● Extrait:
• • • • • • •
Beaucoup de Sionistes Libéraux ont vu la coalition Bleu et Blanc de Gantz comme une alternative viable au règne corrompu de Netanyahou, tandis que de nombreux diplomates étrangers espéraient qu’il serait un « partenaire pour la paix ». Ceci en dépit du fait que Gantz ait clairement dit pendant ses campagnes électorales qu’il poursuivrait l’annexion.

En réponse à la position sur l’annexion déclarée par le gouvernement d’unité et au commentaire de Pompeo, plusieurs Etats membres de l’UE ont mis en garde et se sont « vivement élevés » contre l’annexion israélienne de la terre palestinienne en Cisjordanie. Entre temps, la Jordanie a également déclaré à plusieurs reprises qu’elle « réprouve » les avancées vers l’annexion.

Ces très récentes condamnations suivent un schéma connu de déclarations faiblardes émises à chaque fois que le régime israélien viole le droit international, sans aucune menace de représailles. En réalité, commettre des crimes de guerre, c’est toujours une décision israélienne, et la réponse de la communauté internationale, c’est toujours de les ignorer.

Le fait que les dirigeants politiques israéliens de l’ensemble du spectre politique poursuivent l’annexion n’est pas vraiment surprenant. Son expansion dans la terre palestinienne est la raison d’être du régime israélien et l’est depuis sa fondation. La construction coloniale israélienne n’a jamais cessé depuis 1948 quand a commencé le nettoyage ethnique de la Palestine historique. Et c’est un gouvernement israélien dit de gauche qui a supervisé l’entreprise coloniale en Cisjordanie et à Gaza après l’occupation en 1967.

La direction palestinienne a réagi à ces derniers développements avec toujours plus ou moins la même fougueuse éloquence et des menaces creuses. Le président de l’Autorité Palestinienne (AP) Mahmoud Abbas a une fois de plus menacé de « complètement annuler » les accords avec Israël et les Etats Unis si Israël poursuivait l’annexion et il a averti que les Palestiniens ne « resteraient pas les mains liées ».

L’AP étant grandement dépendante de la communauté des donateurs internationaux et du gouvernement israélien pour sa survie, il est peu vraisemblable qu’elle soit jamais capable de présenter un véritable défi à l’annexion. Des décennies de discussions de capitulation déguisées en « négociations de paix » ont laissé les Palestiniens dans une situation historiquement vulnérable.
• • • • • • •
● Consigne 1:
D'après l'extrait, qui a menacé de « complètement annuler » les accords avec Israël et les Etats Unis ?
● Consigne 2:
Renvoyez sans modification la partie de l'extrait qui s'ouvre sur les mots contenant « En réponse à » et se ferme sur « de les ignorer. ».
● Consigne 3:
Reprenez l'extrait sur l'annexion israélienne de la Cisjordanie après sa dernière phrase.

● Matériel fourni:
• • • • • • •
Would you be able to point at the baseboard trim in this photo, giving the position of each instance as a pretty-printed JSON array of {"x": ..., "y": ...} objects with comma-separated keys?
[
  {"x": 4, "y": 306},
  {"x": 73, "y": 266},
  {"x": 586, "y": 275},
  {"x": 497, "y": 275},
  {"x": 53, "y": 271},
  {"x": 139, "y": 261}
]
• • • • • • •
● Réponse 1:
Mahmoud Abbas, président de l'Autorité Palestinienne.

● Réponse 2:
En réponse à la position sur l’annexion déclarée par le gouvernement d’unité et au commentaire de Pompeo, plusieurs Etats membres de l’UE ont mis en garde et se sont « vivement élevés » contre l’annexion israélienne de la terre palestinienne en Cisjordanie. Entre temps, la Jordanie a également déclaré à plusieurs reprises qu’elle « réprouve » les avancées vers l’annexion.

Ces très récentes condamnations suivent un schéma connu de déclarations faiblardes émises à chaque fois que le régime israélien viole le droit international, sans aucune menace de représailles. En réalité, commettre des crimes de guerre, c’est toujours une décision israélienne, et la réponse de la communauté internationale, c’est toujours de les ignorer.

● Réponse 3:
En réalité, malgré la bravade du président de l’AP, les Palestiniens ont déjà « les mains liées » et sont en cage dans une prison à ciel ouvert où Abbas lui-même doit demander la permission aux Israéliens pour sortir de Ramallah. En plus, la pandémie du COVID-19 a mis les Palestiniens sous confinement, vivant dans une peur intense de l’infection et incapables de lancer un véritable défi à la prise de pouvoir d’Israël sur leur terre.

Ceci ne veut pas dire cependant que le peuple palestinien se soit soumis. La lutte contre le régime israélien continue, ainsi que les tentatives pour le rendre responsable et lui faire payer le prix économique et juridique de l’oppression, grâce au mouvement BDS et à l’enquête de la Cour pénale Internationale sur ses crimes de guerre.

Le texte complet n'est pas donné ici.